■ SUPPLIED ENTRIES ■
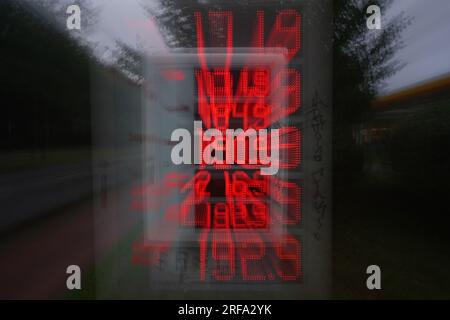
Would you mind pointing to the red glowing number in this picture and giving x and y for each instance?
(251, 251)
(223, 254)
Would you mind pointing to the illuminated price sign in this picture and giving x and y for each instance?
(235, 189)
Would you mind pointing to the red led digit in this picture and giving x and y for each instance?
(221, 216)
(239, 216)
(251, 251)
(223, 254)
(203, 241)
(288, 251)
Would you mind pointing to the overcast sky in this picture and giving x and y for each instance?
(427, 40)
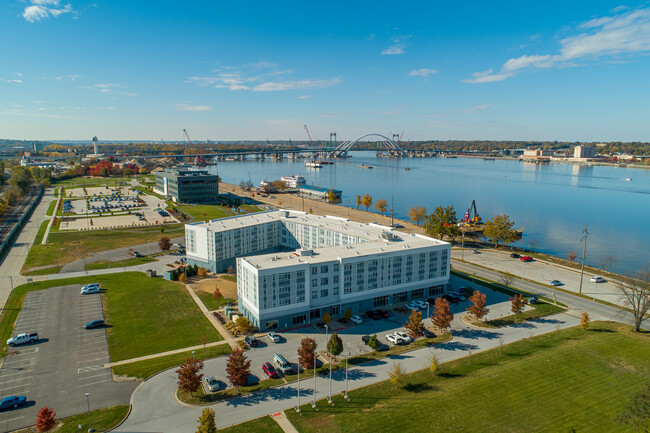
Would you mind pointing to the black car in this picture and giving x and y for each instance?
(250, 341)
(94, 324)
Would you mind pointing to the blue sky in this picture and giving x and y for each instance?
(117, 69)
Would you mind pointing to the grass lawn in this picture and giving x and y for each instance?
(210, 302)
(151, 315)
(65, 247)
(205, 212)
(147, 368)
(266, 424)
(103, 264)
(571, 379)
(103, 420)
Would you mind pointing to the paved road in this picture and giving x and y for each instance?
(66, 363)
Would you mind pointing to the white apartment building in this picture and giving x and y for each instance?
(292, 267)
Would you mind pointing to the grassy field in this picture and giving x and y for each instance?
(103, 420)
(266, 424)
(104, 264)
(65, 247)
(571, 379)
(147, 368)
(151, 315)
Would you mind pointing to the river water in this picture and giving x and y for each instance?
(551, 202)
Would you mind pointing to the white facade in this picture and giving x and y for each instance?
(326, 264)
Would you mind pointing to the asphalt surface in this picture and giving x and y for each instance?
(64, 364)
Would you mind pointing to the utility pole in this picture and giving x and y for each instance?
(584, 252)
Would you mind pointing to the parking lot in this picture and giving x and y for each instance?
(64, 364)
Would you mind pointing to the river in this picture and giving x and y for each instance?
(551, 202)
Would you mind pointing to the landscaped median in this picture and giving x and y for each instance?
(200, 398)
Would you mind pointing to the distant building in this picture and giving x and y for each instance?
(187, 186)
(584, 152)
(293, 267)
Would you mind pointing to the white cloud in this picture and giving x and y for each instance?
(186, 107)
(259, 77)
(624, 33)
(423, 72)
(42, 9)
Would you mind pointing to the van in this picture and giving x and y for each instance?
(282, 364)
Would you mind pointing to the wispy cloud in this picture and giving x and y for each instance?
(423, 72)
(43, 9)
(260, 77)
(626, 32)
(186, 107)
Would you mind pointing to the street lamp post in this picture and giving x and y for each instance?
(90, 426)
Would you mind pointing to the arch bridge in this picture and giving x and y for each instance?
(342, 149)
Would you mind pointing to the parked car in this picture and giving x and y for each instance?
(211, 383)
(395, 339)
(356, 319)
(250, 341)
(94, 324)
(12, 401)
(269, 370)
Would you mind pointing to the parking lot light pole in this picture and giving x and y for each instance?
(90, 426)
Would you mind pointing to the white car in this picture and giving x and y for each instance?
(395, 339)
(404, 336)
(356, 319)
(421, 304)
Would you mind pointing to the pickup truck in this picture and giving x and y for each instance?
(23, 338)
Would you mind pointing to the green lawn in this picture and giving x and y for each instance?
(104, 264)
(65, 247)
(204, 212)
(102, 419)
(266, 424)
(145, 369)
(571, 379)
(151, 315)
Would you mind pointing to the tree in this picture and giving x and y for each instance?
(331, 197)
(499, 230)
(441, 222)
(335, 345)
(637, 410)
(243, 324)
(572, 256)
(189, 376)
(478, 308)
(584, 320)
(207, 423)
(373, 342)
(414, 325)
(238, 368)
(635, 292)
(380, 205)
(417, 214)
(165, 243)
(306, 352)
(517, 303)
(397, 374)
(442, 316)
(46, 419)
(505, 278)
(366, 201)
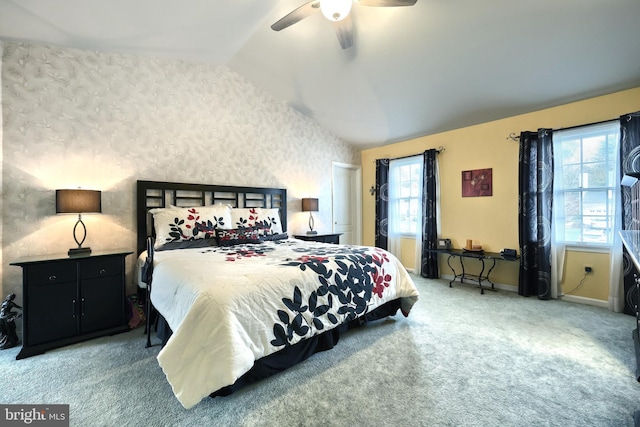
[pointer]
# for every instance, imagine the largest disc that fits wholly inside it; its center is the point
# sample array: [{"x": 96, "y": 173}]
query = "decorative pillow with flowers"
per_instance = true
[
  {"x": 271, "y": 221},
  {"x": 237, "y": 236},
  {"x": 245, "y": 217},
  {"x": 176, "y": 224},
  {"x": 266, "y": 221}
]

--

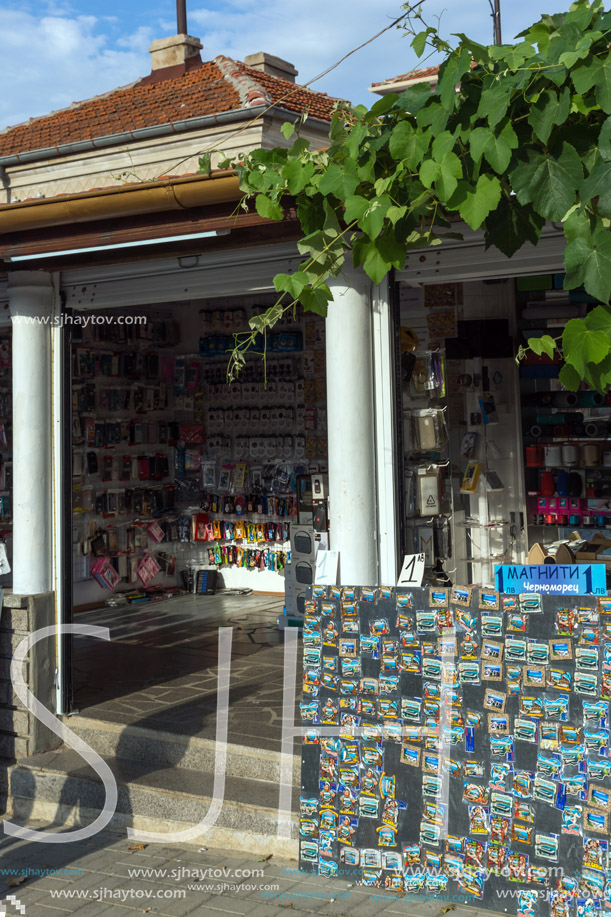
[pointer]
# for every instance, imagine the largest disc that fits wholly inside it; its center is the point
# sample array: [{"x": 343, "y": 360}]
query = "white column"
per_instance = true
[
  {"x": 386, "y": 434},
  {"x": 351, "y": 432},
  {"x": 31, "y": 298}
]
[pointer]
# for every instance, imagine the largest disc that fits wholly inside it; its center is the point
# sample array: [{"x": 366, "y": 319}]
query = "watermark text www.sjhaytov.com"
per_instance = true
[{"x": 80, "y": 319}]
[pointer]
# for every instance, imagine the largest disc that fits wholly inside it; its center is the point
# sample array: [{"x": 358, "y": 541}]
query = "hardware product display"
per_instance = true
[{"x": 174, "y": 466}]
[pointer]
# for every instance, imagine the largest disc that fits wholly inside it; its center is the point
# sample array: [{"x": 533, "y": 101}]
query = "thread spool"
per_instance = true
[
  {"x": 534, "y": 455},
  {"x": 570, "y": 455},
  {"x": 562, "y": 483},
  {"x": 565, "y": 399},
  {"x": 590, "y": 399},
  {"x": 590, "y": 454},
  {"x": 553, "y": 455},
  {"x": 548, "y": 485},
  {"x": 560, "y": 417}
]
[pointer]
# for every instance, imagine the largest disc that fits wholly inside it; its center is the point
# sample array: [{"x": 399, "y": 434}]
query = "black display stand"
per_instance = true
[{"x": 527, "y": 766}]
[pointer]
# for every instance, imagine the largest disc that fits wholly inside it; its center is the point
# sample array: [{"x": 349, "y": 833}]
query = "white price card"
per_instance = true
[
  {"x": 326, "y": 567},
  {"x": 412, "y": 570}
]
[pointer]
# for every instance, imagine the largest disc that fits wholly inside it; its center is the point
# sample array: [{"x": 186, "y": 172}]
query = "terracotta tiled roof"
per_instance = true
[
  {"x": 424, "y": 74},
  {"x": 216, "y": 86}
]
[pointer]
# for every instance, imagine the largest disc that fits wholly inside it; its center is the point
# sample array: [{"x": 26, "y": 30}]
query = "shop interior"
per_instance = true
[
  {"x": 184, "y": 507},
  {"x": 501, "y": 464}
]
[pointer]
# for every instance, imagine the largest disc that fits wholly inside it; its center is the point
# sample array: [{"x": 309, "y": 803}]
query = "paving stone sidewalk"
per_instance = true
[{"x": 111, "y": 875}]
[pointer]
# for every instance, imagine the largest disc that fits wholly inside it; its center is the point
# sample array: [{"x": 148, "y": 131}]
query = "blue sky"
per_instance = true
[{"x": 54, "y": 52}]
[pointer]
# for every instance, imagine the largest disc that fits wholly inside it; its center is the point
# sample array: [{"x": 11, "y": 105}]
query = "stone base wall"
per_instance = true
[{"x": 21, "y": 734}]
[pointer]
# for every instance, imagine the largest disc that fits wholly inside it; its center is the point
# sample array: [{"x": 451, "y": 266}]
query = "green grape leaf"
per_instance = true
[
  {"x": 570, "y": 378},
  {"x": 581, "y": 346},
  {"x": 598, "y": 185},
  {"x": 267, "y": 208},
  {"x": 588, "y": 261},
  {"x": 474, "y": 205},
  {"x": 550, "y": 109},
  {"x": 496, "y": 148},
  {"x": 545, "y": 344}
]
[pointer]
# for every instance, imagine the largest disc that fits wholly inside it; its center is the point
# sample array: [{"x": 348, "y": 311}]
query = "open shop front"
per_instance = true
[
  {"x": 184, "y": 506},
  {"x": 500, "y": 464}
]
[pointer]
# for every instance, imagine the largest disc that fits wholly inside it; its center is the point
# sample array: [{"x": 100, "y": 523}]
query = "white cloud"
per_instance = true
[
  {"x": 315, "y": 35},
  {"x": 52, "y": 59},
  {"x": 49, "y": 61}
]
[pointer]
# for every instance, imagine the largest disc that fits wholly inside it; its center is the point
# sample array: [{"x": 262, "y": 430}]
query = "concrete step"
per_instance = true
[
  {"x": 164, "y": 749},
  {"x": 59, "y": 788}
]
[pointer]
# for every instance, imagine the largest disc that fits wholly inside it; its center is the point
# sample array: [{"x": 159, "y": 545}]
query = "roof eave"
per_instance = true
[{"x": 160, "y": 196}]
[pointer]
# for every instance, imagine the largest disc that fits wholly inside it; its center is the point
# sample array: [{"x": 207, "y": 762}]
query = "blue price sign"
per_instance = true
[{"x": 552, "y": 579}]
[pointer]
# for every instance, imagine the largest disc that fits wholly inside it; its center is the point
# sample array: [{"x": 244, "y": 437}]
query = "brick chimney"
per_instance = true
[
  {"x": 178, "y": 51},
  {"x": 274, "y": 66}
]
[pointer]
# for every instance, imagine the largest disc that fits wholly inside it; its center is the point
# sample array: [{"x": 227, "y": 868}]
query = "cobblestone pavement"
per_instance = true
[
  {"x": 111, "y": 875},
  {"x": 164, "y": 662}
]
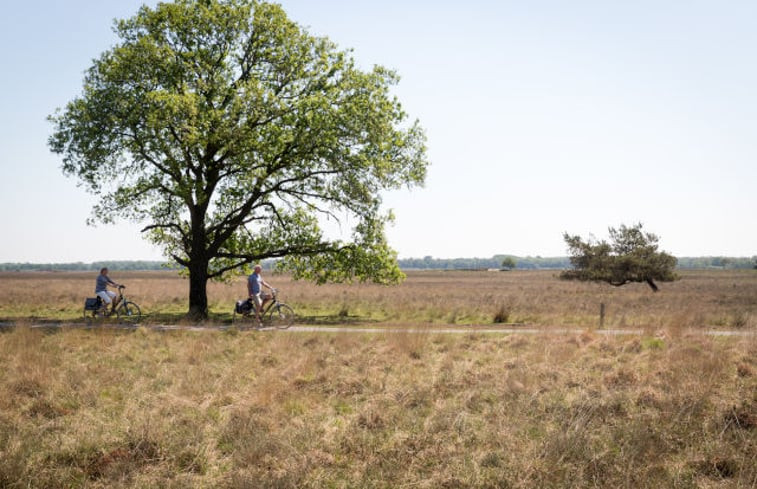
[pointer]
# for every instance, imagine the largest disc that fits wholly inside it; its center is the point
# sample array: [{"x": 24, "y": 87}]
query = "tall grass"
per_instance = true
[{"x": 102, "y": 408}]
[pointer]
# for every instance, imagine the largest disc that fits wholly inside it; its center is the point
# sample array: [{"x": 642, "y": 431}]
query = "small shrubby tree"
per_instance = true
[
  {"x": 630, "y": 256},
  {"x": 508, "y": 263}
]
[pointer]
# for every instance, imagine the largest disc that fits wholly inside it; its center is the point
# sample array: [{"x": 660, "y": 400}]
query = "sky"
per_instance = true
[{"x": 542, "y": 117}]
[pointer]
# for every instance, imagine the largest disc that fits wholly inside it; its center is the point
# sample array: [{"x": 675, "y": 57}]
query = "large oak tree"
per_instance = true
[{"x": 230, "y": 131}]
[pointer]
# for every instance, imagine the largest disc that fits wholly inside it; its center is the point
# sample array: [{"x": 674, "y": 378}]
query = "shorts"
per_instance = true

■ WORK TO COMPLETE ■
Each line above where the word "roof" occurs should be returned in full.

■ EXERCISE RESPONSE ■
query = "terracotta tiled roof"
query = "roof eave"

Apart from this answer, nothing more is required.